• _EXERCISE OBJECTIVE_:
From the listing that follows, extract every line and set it down unaltered.

• _DATA PROVIDED_:

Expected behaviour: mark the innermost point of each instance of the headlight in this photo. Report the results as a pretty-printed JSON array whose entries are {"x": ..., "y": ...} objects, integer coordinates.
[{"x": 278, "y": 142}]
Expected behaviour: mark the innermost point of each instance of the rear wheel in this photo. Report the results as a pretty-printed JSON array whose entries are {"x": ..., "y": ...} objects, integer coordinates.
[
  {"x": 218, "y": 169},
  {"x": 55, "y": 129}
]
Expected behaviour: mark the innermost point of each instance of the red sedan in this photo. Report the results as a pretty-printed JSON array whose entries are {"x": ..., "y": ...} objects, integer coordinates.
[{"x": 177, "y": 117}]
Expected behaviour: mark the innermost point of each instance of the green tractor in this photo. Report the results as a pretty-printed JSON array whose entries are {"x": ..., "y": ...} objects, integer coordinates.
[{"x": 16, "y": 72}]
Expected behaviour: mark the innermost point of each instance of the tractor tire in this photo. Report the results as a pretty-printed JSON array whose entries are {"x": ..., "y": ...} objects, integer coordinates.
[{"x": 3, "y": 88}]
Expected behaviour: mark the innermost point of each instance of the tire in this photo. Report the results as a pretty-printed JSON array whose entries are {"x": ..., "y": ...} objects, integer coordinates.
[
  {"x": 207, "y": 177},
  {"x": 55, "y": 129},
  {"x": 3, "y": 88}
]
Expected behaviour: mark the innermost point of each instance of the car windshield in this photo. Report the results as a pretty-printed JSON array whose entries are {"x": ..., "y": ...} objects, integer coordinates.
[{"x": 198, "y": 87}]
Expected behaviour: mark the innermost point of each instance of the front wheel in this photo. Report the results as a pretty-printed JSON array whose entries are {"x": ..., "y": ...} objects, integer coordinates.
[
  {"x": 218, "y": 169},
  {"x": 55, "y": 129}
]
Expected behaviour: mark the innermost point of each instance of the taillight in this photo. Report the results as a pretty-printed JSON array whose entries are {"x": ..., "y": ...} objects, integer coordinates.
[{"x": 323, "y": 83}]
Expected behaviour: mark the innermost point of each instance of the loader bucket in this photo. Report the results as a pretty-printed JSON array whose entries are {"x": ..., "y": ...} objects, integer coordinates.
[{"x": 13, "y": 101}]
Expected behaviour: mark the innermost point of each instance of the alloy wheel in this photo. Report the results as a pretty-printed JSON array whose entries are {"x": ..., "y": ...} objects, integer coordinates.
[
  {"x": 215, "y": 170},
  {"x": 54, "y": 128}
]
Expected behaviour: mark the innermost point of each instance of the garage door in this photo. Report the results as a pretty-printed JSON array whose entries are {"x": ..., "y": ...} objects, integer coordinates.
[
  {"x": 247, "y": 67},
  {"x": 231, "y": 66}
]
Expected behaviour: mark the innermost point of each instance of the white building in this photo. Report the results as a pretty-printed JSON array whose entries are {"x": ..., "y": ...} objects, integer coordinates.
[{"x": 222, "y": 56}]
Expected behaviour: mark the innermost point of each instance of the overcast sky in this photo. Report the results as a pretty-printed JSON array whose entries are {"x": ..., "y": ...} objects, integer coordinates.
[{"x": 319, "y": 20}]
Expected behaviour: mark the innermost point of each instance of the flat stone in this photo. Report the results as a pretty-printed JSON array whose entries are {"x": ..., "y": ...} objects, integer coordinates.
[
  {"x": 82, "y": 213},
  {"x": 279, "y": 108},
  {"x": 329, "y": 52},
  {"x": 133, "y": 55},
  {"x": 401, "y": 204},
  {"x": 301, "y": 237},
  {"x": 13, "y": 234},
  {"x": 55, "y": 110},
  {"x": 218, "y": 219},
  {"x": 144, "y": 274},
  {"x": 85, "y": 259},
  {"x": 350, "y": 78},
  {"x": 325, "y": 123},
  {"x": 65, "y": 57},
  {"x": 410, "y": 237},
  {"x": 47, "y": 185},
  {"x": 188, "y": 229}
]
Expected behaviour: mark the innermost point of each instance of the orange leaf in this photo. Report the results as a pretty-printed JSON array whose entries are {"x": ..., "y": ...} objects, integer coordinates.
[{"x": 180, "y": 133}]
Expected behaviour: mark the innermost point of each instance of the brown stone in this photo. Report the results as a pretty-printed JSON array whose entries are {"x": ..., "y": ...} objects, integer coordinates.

• _THE COMPLETED TASK_:
Expected behaviour: mark the innermost point of each instance of the headlight in this photo. Report the results as a pretty-printed JSON array whose entries are {"x": ..., "y": ...} objects, integer coordinates.
[{"x": 278, "y": 142}]
Expected behaviour: mark the innermost point of each instance of the rear wheel in this photo. Report the results as a pretty-printed JSON array whose entries are {"x": ..., "y": ...} objects, integer coordinates.
[
  {"x": 218, "y": 169},
  {"x": 55, "y": 129}
]
Expected behaviour: mark the innermost point of each instance of the red sedan in this photo. Report the results as a pretty-printed JSON array whose entries are {"x": ..., "y": ...} objects, integer coordinates.
[{"x": 177, "y": 117}]
Expected behaviour: mark the innermost point of each instance of the green tractor in this photo. Report the results as a pretty-printed JSON array whose entries are {"x": ..., "y": ...} objects, integer coordinates.
[{"x": 16, "y": 72}]
Expected behaviour: mark the innermost point of each instance of the tractor tire in this photo. Report the results as a pretty-printed JSON array whose entries are {"x": ..., "y": ...} objects, integer coordinates.
[{"x": 3, "y": 88}]
Expected behaviour: mark the innermost point of each instance of the tire in this photo. Report the results as a pretty-printed JSON array whose entries are {"x": ..., "y": ...} objects, integer coordinates.
[
  {"x": 207, "y": 177},
  {"x": 55, "y": 129},
  {"x": 3, "y": 88}
]
Expected behaviour: mark the innermost point of each instance of the car windshield in this photo. Report the results as a pretty-printed JSON array whose entries are {"x": ..., "y": ...} objects, integer coordinates.
[{"x": 198, "y": 87}]
Expected behaviour: mark the innermost point of each instance of the front wheel in this photo. Report the results as a pretty-printed JSON array whose entries are {"x": ..., "y": ...} objects, integer coordinates.
[
  {"x": 218, "y": 169},
  {"x": 55, "y": 129}
]
Expected behaviour: mark the innermost point of each instance of the taillight in this photo. Report the results as a pretty-printed JSON array whose entries are {"x": ..., "y": ...} objects, integer coordinates.
[{"x": 323, "y": 83}]
Expected behaviour: mark the innermost point of each instance of the loader bucket in this photo. Report the results as a pretty-printed JSON array whose entries are {"x": ..., "y": ...} objects, integer coordinates.
[{"x": 13, "y": 101}]
Expected behaviour: mark the innermost point of each instance of the alloy wheel in this photo. Report the results as a pretty-printed JSON array whose entries are {"x": ..., "y": ...} objects, integer coordinates.
[
  {"x": 215, "y": 170},
  {"x": 54, "y": 128}
]
Expected behaviour: mark the innermost point of each instance of the garage door in this photo. Report the results as a pretty-printed JSON array whose entries are {"x": ..., "y": ...} objects, integer coordinates.
[
  {"x": 247, "y": 67},
  {"x": 231, "y": 66}
]
Expected behaviour: mark the innermost point of each instance of the white building in this photo. Report the results as a pretty-printed JSON array whose entries are {"x": ..., "y": ...} objects, integer coordinates.
[{"x": 222, "y": 56}]
Expected behaviour: mark the innermost point of each instance of the overcast sky in this photo. Report the results as a pretty-printed JSON array whose entries are {"x": ..., "y": ...} objects, integer coordinates.
[{"x": 319, "y": 20}]
Expected behaviour: mark the innermost point of each instance of the flat stone in this photo. Report the results as a pretty-printed JSON array whose entries are {"x": ..., "y": ...} objects, integer coordinates.
[
  {"x": 82, "y": 213},
  {"x": 279, "y": 108},
  {"x": 329, "y": 52},
  {"x": 133, "y": 55},
  {"x": 401, "y": 204},
  {"x": 301, "y": 237},
  {"x": 13, "y": 234},
  {"x": 55, "y": 110},
  {"x": 218, "y": 219},
  {"x": 144, "y": 274},
  {"x": 85, "y": 259},
  {"x": 350, "y": 78},
  {"x": 325, "y": 123},
  {"x": 65, "y": 57},
  {"x": 410, "y": 237},
  {"x": 47, "y": 185},
  {"x": 188, "y": 229}
]
Expected behaviour: mark the innermost point of each instance of the orange leaf in this photo. Report the results as a pretty-printed JSON array whose entries are {"x": ..., "y": ...} objects, integer coordinates.
[{"x": 180, "y": 133}]
Expected behaviour: mark the innermost point of each instance of the brown stone in this photo. Report the results as a pretty-printed JSON array whose entries are {"x": ..., "y": ...} objects, integer coordinates.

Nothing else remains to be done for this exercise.